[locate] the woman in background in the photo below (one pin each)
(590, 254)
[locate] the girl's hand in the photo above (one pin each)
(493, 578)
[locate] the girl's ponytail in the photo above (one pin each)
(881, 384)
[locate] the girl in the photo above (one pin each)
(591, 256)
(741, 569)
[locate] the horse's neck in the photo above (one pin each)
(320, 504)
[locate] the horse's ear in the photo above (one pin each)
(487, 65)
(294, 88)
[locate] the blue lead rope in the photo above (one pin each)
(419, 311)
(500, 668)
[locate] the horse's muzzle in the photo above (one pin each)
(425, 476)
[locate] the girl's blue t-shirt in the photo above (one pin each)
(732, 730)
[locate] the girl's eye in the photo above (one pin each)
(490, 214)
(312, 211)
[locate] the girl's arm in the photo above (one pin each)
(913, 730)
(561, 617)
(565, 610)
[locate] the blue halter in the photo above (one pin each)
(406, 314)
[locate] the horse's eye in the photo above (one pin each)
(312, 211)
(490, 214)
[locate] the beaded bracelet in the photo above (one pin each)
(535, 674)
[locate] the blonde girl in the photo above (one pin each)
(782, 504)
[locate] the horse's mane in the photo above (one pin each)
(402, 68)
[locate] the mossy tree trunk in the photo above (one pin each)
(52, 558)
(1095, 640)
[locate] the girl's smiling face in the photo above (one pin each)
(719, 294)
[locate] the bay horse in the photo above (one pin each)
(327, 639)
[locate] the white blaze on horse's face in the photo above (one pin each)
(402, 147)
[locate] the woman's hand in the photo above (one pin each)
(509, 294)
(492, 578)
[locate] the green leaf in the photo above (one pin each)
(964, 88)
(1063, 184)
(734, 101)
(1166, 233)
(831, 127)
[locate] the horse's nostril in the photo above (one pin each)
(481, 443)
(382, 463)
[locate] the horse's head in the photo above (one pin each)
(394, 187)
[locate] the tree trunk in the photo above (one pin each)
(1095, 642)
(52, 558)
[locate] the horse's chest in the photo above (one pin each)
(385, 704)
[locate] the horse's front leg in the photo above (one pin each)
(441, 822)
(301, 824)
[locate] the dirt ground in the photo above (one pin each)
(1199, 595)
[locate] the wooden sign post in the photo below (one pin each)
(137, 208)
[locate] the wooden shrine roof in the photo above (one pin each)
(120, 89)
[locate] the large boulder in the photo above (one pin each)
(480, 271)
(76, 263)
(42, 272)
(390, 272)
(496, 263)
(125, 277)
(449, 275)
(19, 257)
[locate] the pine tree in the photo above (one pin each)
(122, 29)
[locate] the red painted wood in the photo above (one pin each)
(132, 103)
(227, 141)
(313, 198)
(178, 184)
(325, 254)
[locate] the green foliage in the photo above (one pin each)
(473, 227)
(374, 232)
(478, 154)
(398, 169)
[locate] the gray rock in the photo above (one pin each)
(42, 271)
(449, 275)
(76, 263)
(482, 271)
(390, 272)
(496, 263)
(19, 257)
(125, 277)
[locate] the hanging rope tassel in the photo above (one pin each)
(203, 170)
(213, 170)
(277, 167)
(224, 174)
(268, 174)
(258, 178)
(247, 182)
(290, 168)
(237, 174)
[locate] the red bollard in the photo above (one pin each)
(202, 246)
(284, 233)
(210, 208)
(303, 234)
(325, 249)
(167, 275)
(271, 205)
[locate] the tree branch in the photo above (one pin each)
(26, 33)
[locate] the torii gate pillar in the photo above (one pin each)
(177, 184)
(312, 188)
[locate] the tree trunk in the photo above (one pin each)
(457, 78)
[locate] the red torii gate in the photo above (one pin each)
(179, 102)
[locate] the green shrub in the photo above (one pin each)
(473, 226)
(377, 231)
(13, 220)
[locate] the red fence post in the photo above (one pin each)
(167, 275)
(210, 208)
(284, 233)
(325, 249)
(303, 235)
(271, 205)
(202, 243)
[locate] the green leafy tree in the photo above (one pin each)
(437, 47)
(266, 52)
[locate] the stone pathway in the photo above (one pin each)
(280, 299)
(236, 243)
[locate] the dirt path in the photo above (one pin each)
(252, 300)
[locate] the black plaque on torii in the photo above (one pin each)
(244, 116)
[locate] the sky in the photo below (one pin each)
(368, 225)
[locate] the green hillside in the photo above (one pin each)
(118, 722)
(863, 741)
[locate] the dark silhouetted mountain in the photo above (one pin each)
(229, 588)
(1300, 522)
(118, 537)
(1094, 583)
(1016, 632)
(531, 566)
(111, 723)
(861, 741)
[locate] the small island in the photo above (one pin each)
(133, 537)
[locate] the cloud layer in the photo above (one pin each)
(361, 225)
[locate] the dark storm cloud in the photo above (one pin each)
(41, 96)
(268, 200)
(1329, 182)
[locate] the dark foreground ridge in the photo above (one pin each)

• What you have to do:
Working from the material above, retype it in its entirety without change.

• Expected output:
[locate] the woman in background in the photo below (one pin each)
(590, 254)
[locate] the girl's hand in the photo above (one pin each)
(493, 578)
[locate] the girl's ponytail in the photo above (one pin each)
(881, 384)
[locate] the girl in the photo above (one pin each)
(591, 256)
(741, 569)
[locate] the horse's neck in the photo above (one pin each)
(320, 504)
[locate] the horse's ear in the photo above (one pin each)
(487, 65)
(294, 88)
[locate] the blue lead rope in the photo above (one pin each)
(419, 311)
(500, 668)
[locate] the horse's muzzle in the photo above (one pin each)
(425, 476)
[locate] the girl's blue t-shirt in the photo above (one pin each)
(732, 730)
[locate] the girl's eye in the photo above (one pin each)
(490, 214)
(312, 211)
[locate] the girl's arm in the photo above (one pin each)
(913, 730)
(561, 617)
(565, 610)
[locate] the blue halter in the photo above (one pin each)
(406, 314)
[locate] the horse's eye in the photo above (one pin each)
(312, 211)
(490, 214)
[locate] the beaded bracelet in the photo above (one pin each)
(535, 674)
[locate] the blonde girl in the photo above (one pin each)
(782, 504)
[locate] the horse's mane in the photo above (one pin each)
(402, 68)
[locate] the mossy tree trunk in the photo above (one pin each)
(52, 558)
(1095, 640)
[locate] the girl's smiling face in the photo above (one pin each)
(719, 294)
[locate] the bay horse in the photo above (one pin each)
(327, 639)
[locate] the white blaze on horse's face in the photo above (one pin each)
(402, 147)
[locate] the woman's hand in the photo above (one pin each)
(509, 294)
(492, 578)
[locate] the green leaf in the photo above (one pin each)
(964, 88)
(1063, 184)
(734, 101)
(1166, 233)
(831, 127)
[locate] the horse's nostril in the photo above (one pin each)
(481, 443)
(382, 463)
[locate] the horse's head in the photo above (one pin each)
(394, 187)
[locate] the tree trunk in the photo above (one pin each)
(1095, 642)
(52, 558)
[locate] the horse's chest in the photo above (one pin each)
(385, 704)
[locate] the horse's front leg in the photo above (one pin each)
(441, 822)
(301, 824)
[locate] the dirt ground in the photo above (one pin each)
(1199, 595)
[locate] the wooden sign post in the photo below (one pin each)
(137, 208)
[locate] the wooden shrine roof in the photo above (one pin each)
(120, 89)
[locate] the large boulder in the photo above (one pin each)
(480, 271)
(76, 263)
(42, 272)
(390, 272)
(496, 263)
(125, 277)
(449, 275)
(19, 257)
[locate] the pine tree in the photo above (one pin each)
(122, 29)
[locate] the red painted wood in the photo above (one pin each)
(132, 103)
(227, 141)
(313, 198)
(178, 184)
(325, 254)
[locate] the green foliage in the photo above (one pin each)
(473, 227)
(374, 232)
(478, 154)
(398, 169)
[locate] the gray rock in the photo above (one pin each)
(42, 271)
(449, 275)
(76, 263)
(482, 271)
(390, 272)
(496, 263)
(19, 257)
(125, 277)
[locate] the hanging rope tassel in the photo above (one pin each)
(203, 170)
(213, 170)
(277, 167)
(224, 174)
(268, 174)
(258, 178)
(247, 182)
(290, 168)
(237, 174)
[locate] the red bollard in the photo above (one pin each)
(202, 246)
(284, 233)
(210, 208)
(303, 234)
(325, 249)
(167, 275)
(271, 205)
[locate] the tree branch in the photo above (one pin each)
(26, 33)
[locate] the torii gate pillar in the photo above (one pin each)
(177, 184)
(312, 188)
[locate] the tree trunk in the photo above (one pin each)
(457, 78)
[locate] the red torii gate in the photo above (one pin each)
(179, 102)
[locate] the green shrub in the photo above (one pin each)
(473, 226)
(377, 231)
(13, 220)
[locate] the red fence post in the photo above (one pin each)
(167, 275)
(210, 208)
(284, 233)
(325, 249)
(303, 235)
(271, 205)
(202, 243)
[locate] the green leafy tree in the photo above (one pin each)
(437, 47)
(266, 52)
[locate] the stone pathway in the photo above (one pin each)
(280, 299)
(236, 243)
[locate] the dirt path in the photo above (one pin each)
(252, 300)
[locate] the black plaque on torii in the photo above (one pin each)
(244, 116)
[locate] the sky in the photo below (one pin each)
(368, 225)
[locate] the green hillside in the photo above (one pin each)
(118, 722)
(863, 741)
[locate] the dark silhouetted mountain in the photo above (one pin each)
(229, 588)
(1300, 522)
(118, 537)
(1094, 583)
(1016, 632)
(531, 566)
(111, 723)
(861, 741)
[locate] the small island in the photo above (one pin each)
(133, 537)
[locate] the cloud layer in the photo above (one pin each)
(361, 225)
[locate] the dark storm cloud in the photo above (one pin each)
(41, 96)
(268, 200)
(1329, 182)
[locate] the dark foreground ridge in the photo above (one pin each)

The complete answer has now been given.